### LISTING
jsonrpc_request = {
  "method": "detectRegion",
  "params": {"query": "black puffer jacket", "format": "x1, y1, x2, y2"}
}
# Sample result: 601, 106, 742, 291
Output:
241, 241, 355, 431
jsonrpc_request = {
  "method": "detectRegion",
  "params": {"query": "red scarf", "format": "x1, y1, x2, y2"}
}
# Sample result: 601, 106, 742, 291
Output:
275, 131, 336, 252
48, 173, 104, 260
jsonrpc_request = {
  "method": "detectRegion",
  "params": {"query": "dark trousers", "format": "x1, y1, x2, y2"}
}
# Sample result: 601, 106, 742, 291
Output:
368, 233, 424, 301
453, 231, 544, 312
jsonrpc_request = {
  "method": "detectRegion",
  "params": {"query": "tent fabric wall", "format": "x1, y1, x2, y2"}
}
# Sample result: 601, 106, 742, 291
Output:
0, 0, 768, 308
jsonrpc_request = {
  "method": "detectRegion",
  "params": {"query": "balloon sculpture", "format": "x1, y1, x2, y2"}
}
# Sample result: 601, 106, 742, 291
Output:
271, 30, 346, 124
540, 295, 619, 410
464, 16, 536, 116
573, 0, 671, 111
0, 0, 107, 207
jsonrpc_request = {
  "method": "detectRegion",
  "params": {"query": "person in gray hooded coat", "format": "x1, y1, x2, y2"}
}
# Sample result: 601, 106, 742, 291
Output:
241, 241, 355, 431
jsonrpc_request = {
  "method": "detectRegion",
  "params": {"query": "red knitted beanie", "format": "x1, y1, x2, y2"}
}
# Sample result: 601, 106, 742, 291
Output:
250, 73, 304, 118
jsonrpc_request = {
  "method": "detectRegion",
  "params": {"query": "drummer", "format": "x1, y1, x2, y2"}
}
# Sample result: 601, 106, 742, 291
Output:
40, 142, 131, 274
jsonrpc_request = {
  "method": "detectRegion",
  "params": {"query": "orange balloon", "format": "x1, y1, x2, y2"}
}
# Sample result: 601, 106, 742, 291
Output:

### AIM
All of the data must be returned exactly.

### CORRECT ANSWER
jsonrpc_request = {
  "method": "detectRegion",
  "params": {"query": "black puffer jacket", "format": "x1, y1, x2, y2"}
}
# Sample result: 601, 106, 742, 291
Output:
241, 241, 355, 431
jsonrpc_request = {
  "method": "detectRegion",
  "params": {"query": "red scarf", "format": "x1, y1, x2, y2"}
}
# Sample result: 601, 106, 742, 291
Output:
275, 131, 336, 252
48, 173, 104, 260
jsonrpc_request = {
  "method": "detectRegion",
  "params": {"query": "dark trousers", "format": "x1, y1, x2, y2"}
}
# Sample result: 601, 106, 742, 291
Output:
368, 233, 424, 301
453, 231, 544, 312
jsonrpc_request = {
  "method": "detectRegion",
  "params": {"query": "tent fabric wall", "format": "x1, y1, x2, y2"}
}
# Sample result: 601, 106, 742, 291
Output:
0, 0, 768, 308
jsonrpc_request = {
  "method": "detectRegion",
  "params": {"query": "balloon sculpture", "format": "x1, y1, x2, y2"}
}
# Sample result: 601, 106, 742, 291
Output:
271, 30, 346, 124
540, 295, 619, 410
464, 16, 536, 116
573, 0, 671, 111
0, 0, 107, 207
jsonrpc_request = {
  "method": "detectRegion",
  "params": {"query": "person in gray hooded coat", "format": "x1, y1, x2, y2"}
}
# Sample result: 601, 106, 742, 291
Output:
241, 241, 355, 431
jsonrpc_request = {
  "method": "detectRegion",
  "params": {"query": "red knitted beanie", "format": "x1, y1, x2, y2"}
}
# Sample result: 601, 106, 742, 291
Output:
250, 73, 304, 118
jsonrpc_request = {
  "method": "detectRegion",
  "params": {"query": "drummer", "format": "x1, y1, x2, y2"}
}
# Sample result: 601, 106, 742, 291
Output:
40, 142, 131, 274
jsonrpc_request = {
  "method": "detectRegion",
  "params": {"query": "orange balloon", "format": "x1, y1, x2, y2"}
}
# Sample result: 601, 106, 742, 291
Output:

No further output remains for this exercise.